§ **Yang Harus Dikerjakan**
Saring data berikut dan salin setiap baris yang mengandung kata "white".

§ **Data yang Disediakan**
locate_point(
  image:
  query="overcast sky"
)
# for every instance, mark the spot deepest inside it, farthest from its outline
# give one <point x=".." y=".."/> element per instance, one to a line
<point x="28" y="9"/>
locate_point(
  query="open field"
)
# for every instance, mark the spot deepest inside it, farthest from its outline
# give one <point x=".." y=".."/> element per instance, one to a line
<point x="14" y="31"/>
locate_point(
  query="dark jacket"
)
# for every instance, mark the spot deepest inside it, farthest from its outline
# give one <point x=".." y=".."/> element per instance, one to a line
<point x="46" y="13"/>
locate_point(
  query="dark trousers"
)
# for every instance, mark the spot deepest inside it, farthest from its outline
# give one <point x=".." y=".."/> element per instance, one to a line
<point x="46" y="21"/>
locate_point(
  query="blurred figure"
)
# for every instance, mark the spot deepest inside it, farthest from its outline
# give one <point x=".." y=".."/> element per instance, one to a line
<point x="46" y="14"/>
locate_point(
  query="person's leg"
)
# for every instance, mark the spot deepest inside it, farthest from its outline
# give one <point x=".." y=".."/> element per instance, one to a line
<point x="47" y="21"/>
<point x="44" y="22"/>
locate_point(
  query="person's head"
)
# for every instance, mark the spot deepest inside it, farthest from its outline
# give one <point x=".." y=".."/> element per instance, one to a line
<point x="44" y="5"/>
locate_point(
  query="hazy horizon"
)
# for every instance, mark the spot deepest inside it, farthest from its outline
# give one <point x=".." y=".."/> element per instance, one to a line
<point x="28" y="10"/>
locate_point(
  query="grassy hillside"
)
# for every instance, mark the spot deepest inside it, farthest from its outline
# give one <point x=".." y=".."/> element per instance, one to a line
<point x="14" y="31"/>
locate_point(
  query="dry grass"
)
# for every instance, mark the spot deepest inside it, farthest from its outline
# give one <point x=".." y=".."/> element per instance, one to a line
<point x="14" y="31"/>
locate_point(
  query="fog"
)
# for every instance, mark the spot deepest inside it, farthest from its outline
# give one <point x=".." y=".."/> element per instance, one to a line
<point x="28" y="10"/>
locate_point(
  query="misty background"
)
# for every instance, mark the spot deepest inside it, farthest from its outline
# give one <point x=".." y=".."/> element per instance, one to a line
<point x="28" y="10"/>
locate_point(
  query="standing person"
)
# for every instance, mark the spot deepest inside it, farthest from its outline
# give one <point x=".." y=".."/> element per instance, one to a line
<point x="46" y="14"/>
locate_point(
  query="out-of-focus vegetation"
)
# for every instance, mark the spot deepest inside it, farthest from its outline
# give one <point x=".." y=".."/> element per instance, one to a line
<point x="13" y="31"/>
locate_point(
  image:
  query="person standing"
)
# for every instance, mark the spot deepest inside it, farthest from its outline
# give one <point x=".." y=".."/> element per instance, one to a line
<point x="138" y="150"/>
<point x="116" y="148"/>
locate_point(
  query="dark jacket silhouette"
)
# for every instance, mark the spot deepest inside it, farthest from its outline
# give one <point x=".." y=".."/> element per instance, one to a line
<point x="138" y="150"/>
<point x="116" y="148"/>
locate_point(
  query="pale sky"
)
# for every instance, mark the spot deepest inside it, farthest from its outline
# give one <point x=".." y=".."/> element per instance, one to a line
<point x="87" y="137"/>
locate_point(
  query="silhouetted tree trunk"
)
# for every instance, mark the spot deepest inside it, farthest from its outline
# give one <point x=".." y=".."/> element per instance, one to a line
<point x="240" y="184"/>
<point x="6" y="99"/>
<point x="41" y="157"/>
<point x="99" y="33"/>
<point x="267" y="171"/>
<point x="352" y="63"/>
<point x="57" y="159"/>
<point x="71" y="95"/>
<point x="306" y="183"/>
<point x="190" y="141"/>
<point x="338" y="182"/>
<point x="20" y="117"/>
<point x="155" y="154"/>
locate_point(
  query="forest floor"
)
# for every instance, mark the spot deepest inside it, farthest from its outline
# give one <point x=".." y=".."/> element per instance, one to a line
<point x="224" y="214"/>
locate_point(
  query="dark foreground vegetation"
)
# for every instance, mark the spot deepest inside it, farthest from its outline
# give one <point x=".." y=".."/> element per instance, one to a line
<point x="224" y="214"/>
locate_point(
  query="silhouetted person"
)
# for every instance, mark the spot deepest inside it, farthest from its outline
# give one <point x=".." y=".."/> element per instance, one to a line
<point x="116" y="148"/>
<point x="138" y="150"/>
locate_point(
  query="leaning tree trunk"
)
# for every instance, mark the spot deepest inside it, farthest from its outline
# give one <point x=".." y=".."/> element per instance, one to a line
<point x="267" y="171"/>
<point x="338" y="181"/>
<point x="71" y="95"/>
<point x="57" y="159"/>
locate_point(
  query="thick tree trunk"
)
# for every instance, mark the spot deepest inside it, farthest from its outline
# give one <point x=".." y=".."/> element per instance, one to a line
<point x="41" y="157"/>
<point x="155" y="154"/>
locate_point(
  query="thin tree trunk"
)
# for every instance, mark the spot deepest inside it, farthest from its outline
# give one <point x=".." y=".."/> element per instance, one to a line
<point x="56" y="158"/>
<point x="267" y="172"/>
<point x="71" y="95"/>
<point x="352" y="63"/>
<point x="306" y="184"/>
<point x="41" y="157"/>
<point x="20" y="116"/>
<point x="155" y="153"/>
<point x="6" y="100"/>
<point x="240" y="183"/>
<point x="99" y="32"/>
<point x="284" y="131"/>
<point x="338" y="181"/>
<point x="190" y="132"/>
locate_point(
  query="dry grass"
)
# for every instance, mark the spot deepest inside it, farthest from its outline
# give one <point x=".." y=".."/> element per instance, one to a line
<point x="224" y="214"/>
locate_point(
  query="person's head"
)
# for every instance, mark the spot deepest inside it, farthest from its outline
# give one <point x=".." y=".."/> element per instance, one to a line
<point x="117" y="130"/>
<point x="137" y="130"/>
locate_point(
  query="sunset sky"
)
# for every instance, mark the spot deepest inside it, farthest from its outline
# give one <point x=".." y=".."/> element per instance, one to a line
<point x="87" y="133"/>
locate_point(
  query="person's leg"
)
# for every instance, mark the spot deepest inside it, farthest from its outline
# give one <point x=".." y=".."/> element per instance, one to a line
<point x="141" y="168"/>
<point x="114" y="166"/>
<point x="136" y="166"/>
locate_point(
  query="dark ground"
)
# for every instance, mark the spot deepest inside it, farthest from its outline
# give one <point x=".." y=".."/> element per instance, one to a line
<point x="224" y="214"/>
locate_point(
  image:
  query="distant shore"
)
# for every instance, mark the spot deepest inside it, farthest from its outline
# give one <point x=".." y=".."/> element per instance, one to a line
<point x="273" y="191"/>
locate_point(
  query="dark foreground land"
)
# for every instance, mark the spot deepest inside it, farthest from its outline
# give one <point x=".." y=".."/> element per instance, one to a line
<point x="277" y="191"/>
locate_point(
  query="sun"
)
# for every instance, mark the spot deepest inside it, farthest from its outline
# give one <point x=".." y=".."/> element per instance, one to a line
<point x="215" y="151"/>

==

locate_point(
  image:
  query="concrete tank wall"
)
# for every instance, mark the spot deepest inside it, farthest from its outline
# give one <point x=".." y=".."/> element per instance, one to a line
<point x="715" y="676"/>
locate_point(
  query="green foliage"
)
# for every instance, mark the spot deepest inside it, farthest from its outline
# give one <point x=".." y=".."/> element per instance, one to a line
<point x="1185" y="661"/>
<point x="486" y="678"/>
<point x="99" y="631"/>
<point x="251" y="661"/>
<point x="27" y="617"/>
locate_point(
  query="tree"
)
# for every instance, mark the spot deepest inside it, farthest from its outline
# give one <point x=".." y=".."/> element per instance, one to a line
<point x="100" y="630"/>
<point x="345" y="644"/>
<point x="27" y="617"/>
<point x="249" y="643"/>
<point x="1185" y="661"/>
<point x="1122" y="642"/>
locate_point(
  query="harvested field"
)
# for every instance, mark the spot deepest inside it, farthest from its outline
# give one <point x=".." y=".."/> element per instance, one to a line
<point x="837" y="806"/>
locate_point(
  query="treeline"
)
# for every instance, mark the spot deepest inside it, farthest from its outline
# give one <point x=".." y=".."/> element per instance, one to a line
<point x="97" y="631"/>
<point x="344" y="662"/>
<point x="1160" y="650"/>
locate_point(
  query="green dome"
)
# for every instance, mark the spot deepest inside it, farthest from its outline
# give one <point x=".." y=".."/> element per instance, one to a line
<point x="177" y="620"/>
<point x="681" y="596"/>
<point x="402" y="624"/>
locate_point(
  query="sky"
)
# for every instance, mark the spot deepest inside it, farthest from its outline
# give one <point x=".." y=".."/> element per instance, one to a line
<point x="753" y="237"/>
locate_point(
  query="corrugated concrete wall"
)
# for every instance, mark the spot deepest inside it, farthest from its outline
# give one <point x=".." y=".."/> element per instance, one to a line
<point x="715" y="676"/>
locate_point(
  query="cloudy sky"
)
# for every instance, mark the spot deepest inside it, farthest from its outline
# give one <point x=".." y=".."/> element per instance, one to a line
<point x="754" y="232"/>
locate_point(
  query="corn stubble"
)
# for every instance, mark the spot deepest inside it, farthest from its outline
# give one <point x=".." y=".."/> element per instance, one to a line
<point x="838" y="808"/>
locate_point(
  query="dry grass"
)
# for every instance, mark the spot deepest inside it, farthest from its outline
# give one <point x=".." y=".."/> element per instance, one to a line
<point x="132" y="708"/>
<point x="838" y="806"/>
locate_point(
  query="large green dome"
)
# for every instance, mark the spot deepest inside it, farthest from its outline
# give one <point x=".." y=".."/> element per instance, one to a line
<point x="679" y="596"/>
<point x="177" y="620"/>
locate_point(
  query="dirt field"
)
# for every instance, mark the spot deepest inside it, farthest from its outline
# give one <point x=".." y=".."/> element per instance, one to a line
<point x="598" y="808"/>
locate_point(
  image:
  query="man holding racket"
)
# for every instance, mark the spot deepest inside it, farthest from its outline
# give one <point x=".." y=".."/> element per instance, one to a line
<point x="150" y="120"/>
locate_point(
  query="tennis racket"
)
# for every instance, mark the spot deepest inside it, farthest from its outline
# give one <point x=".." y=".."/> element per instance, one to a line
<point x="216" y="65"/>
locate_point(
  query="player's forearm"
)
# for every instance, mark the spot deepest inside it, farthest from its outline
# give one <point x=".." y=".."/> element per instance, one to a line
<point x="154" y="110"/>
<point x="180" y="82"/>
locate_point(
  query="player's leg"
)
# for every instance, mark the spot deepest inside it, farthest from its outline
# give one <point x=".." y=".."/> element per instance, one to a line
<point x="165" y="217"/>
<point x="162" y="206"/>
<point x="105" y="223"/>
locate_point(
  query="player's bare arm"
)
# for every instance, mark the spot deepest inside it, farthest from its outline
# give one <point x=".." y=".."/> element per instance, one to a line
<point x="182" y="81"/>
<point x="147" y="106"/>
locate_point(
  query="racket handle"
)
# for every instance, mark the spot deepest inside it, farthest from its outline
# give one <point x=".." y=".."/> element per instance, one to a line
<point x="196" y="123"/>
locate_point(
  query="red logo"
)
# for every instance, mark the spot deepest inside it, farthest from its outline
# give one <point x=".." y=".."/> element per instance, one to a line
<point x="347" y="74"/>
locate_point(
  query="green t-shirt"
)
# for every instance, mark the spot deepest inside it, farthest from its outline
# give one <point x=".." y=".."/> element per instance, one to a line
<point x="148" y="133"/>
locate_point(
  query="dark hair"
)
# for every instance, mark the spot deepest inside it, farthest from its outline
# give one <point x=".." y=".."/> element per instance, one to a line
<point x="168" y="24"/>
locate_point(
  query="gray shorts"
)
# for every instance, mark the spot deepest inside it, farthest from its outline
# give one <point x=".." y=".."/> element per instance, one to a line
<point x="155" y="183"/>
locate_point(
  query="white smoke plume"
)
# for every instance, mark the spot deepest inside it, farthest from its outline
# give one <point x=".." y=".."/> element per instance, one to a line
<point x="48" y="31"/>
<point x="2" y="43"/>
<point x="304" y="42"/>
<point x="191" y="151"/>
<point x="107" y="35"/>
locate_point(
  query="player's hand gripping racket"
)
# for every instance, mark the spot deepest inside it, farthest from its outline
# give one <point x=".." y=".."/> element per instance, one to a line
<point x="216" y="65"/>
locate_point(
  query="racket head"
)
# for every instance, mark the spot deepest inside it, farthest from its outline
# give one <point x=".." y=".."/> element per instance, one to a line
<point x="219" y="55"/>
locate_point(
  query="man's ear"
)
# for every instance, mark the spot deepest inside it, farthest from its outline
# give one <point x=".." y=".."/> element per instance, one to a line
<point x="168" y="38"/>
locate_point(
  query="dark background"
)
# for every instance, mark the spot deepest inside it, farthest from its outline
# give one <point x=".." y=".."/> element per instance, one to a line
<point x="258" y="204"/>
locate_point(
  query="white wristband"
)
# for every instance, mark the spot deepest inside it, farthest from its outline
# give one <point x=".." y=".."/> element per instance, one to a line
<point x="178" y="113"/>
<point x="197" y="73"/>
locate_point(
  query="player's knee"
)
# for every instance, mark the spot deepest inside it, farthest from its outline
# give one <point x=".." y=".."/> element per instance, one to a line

---

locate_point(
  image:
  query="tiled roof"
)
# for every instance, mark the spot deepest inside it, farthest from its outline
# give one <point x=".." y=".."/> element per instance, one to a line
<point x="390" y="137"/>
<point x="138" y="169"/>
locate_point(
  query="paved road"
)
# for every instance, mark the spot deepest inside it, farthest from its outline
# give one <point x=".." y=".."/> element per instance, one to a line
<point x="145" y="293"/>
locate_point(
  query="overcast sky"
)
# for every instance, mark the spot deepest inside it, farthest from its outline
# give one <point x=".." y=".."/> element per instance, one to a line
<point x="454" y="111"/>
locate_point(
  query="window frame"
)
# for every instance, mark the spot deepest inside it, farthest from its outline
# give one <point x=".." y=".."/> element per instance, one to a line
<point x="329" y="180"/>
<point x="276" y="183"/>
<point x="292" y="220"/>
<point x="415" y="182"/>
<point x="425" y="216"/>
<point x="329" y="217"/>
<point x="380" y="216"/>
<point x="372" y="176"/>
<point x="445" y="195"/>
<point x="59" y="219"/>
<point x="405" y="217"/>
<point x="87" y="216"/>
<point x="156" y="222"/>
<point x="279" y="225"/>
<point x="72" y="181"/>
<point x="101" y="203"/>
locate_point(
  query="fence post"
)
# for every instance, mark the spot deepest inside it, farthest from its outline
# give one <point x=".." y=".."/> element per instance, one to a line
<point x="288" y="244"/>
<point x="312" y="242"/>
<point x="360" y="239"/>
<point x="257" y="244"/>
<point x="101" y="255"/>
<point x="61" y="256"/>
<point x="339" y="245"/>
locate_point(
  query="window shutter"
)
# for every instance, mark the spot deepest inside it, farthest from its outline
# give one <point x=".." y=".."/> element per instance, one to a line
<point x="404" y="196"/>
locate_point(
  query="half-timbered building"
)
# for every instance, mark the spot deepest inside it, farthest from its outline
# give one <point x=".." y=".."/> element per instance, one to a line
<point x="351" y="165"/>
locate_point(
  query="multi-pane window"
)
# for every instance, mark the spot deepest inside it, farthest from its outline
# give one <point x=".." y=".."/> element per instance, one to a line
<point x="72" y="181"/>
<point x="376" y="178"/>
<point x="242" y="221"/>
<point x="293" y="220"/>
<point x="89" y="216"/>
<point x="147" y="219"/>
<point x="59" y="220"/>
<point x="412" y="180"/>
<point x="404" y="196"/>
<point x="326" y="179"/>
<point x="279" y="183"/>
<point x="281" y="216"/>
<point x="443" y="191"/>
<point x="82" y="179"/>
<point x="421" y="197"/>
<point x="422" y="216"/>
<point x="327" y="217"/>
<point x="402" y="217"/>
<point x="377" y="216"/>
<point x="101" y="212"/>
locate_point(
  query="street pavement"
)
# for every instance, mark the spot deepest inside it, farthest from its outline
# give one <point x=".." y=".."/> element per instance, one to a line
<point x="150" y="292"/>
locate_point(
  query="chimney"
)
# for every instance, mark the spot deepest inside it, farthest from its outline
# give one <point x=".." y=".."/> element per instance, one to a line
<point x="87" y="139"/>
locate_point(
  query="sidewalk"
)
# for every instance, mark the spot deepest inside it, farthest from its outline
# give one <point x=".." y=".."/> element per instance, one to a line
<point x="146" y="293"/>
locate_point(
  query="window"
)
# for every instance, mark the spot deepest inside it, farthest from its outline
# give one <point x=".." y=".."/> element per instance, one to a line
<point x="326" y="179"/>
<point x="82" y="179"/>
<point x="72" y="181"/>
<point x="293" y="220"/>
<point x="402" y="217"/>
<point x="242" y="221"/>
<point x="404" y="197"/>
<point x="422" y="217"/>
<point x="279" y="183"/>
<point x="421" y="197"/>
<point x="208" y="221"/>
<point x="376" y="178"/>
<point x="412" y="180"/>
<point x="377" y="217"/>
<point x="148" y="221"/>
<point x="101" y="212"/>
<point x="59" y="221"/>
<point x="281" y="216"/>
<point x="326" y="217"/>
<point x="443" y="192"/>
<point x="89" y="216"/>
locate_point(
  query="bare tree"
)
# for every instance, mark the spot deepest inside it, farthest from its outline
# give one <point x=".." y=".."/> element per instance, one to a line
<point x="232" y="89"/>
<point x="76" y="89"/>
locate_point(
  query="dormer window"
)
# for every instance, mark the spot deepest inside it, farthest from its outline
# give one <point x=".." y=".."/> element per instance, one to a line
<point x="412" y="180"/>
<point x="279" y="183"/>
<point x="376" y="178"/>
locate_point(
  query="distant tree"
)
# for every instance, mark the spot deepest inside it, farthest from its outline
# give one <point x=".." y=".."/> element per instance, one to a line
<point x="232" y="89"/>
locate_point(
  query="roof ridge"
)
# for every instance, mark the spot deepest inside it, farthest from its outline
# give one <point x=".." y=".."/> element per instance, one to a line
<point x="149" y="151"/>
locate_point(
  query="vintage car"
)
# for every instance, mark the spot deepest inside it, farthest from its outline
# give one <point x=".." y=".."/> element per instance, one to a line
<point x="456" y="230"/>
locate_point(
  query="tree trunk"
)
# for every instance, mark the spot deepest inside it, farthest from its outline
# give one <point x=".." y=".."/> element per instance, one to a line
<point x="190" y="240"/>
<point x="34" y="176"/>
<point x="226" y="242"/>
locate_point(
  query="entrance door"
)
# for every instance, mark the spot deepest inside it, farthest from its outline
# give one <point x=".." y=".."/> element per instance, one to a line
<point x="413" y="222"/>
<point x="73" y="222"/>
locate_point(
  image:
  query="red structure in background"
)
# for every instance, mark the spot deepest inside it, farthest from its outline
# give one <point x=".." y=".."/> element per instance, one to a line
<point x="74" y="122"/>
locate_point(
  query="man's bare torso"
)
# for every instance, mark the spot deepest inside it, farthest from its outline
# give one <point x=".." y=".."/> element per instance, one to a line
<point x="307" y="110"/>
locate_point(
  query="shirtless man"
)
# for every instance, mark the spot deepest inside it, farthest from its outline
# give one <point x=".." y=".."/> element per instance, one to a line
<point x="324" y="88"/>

§ **Jawaban Lengkap**
  query="white smoke plume"
  query="white wristband"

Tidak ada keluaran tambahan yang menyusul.